*AUSGEWÄHLTER TEXTAUSZUG*:
---*---

Die Duisburger Staatsanwaltschaft, die davon aus der Zeitung erfuhr, erklärte prompt, dass die Todesfälle in jedem Fall Anlass für Ermittlungen sein würden. Die zuständige Staatsanwältin bestätigte nun, dass die Polizei Essen im Vorermittlungsverfahren damit betraut sei, „den Sachverhalt zu überprüfen“.
Leichen der verstorbenen Patienten sind eingeäschert
Auch die tatsächliche Todesursache würde die Ermittler interessieren, doch „eine Obduktion ist sehr schwierig“, sagte die Staatsanwältin zunächst. Um dann auf Nachfrage zu erklären: Die Leichen sind längst eingeäschert. Eingehende Untersuchungen zur Todesursache könnten deshalb nicht mehr veranlasst werden.

---*---

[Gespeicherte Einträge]
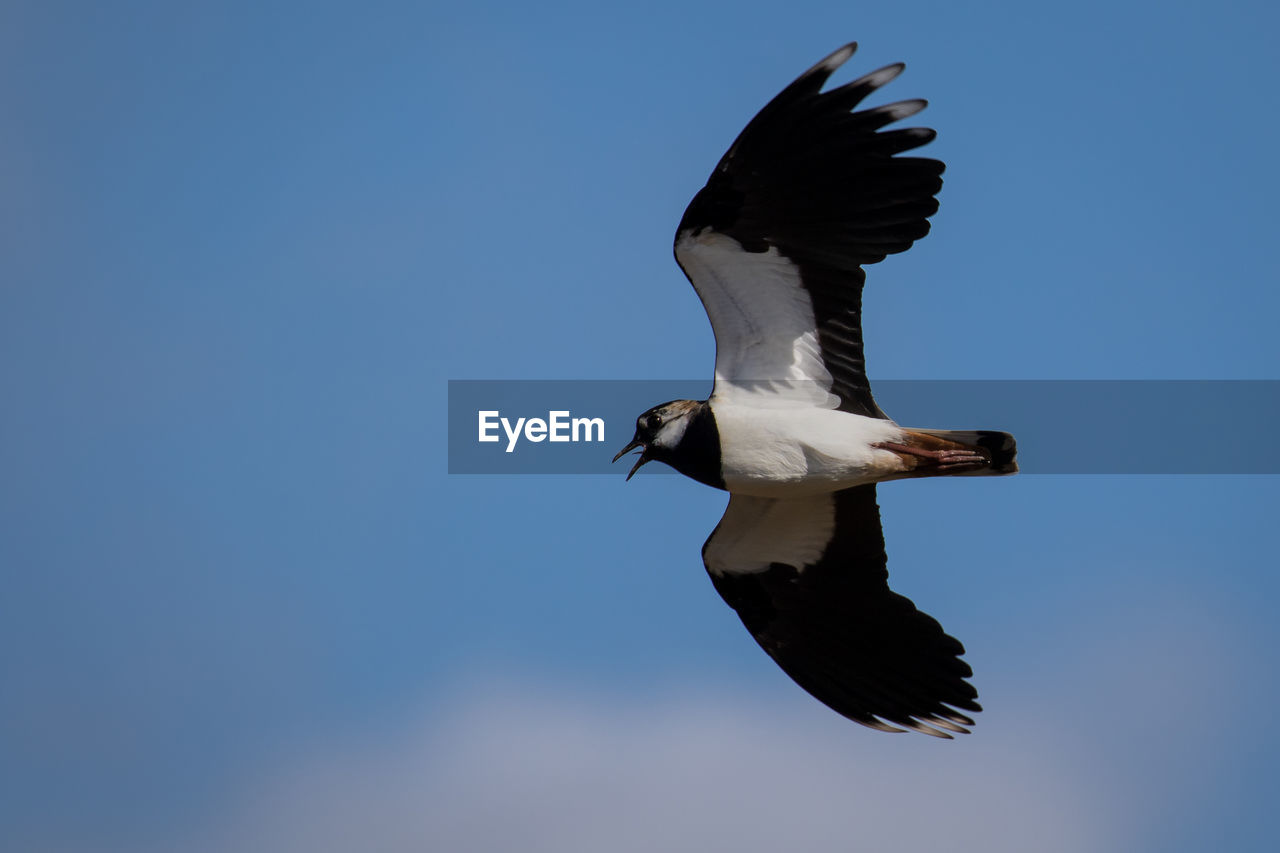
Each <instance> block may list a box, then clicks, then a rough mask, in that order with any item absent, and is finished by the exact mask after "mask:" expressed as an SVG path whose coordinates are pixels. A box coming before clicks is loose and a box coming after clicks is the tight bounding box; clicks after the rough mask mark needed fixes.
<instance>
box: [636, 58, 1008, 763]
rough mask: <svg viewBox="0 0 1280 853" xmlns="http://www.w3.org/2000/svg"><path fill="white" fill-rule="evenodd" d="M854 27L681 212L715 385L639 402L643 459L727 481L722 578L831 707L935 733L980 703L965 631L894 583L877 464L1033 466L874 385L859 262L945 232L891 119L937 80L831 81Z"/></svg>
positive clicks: (882, 68)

---*---

*AUFGABE*: Entnimm den Textauszug über die Ermittlungen zu den Todesfällen vollständig und Wort für Wort.

*DEINE LÖSUNG*:
Die Duisburger Staatsanwaltschaft, die davon aus der Zeitung erfuhr, erklärte prompt, dass die Todesfälle in jedem Fall Anlass für Ermittlungen sein würden. Die zuständige Staatsanwältin bestätigte nun, dass die Polizei Essen im Vorermittlungsverfahren damit betraut sei, „den Sachverhalt zu überprüfen“.
Leichen der verstorbenen Patienten sind eingeäschert
Auch die tatsächliche Todesursache würde die Ermittler interessieren, doch „eine Obduktion ist sehr schwierig“, sagte die Staatsanwältin zunächst. Um dann auf Nachfrage zu erklären: Die Leichen sind längst eingeäschert. Eingehende Untersuchungen zur Todesursache könnten deshalb nicht mehr veranlasst werden.